What this task involves:
Your task is to copy all of the entries exactly as they are given.

(Collected data)
···

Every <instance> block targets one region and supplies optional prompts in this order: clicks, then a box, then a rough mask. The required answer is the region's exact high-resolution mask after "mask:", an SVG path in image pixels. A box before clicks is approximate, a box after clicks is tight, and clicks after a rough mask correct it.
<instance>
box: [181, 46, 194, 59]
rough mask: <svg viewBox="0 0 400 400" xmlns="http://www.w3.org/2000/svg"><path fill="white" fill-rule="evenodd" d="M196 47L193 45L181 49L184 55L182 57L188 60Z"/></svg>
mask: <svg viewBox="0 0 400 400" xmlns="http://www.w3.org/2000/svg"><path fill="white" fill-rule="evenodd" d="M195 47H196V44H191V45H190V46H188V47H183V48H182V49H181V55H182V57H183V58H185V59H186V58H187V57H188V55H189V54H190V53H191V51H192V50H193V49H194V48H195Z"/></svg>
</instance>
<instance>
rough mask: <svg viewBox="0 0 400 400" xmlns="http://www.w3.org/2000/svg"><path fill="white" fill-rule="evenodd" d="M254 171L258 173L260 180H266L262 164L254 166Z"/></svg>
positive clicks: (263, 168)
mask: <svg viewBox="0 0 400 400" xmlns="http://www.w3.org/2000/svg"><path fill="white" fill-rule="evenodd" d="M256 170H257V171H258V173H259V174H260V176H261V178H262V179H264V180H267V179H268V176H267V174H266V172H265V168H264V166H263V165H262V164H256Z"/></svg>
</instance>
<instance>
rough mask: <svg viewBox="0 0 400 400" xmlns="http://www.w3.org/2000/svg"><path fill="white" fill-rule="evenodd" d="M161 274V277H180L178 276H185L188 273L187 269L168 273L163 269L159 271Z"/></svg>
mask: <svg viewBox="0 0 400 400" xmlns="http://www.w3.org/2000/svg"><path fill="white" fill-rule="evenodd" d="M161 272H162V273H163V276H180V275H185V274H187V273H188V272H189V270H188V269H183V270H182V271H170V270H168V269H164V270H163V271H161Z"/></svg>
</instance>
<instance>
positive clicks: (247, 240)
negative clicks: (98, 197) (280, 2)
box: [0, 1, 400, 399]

···

Expected answer:
Every <instance> block targets one region and supplies optional prompts in this order: clicks, then a box, then a rough mask. The required answer is the region's exact high-resolution mask after "mask:", an SVG path in image pixels. A box before clicks is approximate, a box after clicks is tight, and clicks after a rough mask correct it.
<instance>
box: [181, 46, 194, 59]
rough mask: <svg viewBox="0 0 400 400" xmlns="http://www.w3.org/2000/svg"><path fill="white" fill-rule="evenodd" d="M196 47L193 45L181 49L184 55L182 57L188 60Z"/></svg>
mask: <svg viewBox="0 0 400 400" xmlns="http://www.w3.org/2000/svg"><path fill="white" fill-rule="evenodd" d="M195 47H196V44H191V45H190V46H188V47H183V48H182V49H181V55H182V57H183V58H185V59H186V58H187V57H188V55H189V54H190V53H191V51H192V50H193V49H194V48H195Z"/></svg>
</instance>
<instance>
rough mask: <svg viewBox="0 0 400 400" xmlns="http://www.w3.org/2000/svg"><path fill="white" fill-rule="evenodd" d="M254 171L258 173L260 180H266L262 164L254 166Z"/></svg>
positive clicks: (263, 168)
mask: <svg viewBox="0 0 400 400" xmlns="http://www.w3.org/2000/svg"><path fill="white" fill-rule="evenodd" d="M256 170H257V171H258V173H259V174H260V176H261V178H262V179H264V180H267V179H268V176H267V174H266V172H265V168H264V166H263V165H262V164H256Z"/></svg>
</instance>
<instance>
rough mask: <svg viewBox="0 0 400 400" xmlns="http://www.w3.org/2000/svg"><path fill="white" fill-rule="evenodd" d="M161 274V277H180L178 276H185L188 273L187 269L168 273L163 269L159 271Z"/></svg>
mask: <svg viewBox="0 0 400 400" xmlns="http://www.w3.org/2000/svg"><path fill="white" fill-rule="evenodd" d="M161 272H162V273H163V276H180V275H185V274H187V273H188V272H189V270H188V269H183V270H182V271H170V270H168V269H164V270H163V271H161Z"/></svg>
</instance>
<instance>
positive clicks: (247, 240)
negative clicks: (98, 197) (280, 2)
box: [0, 1, 400, 399]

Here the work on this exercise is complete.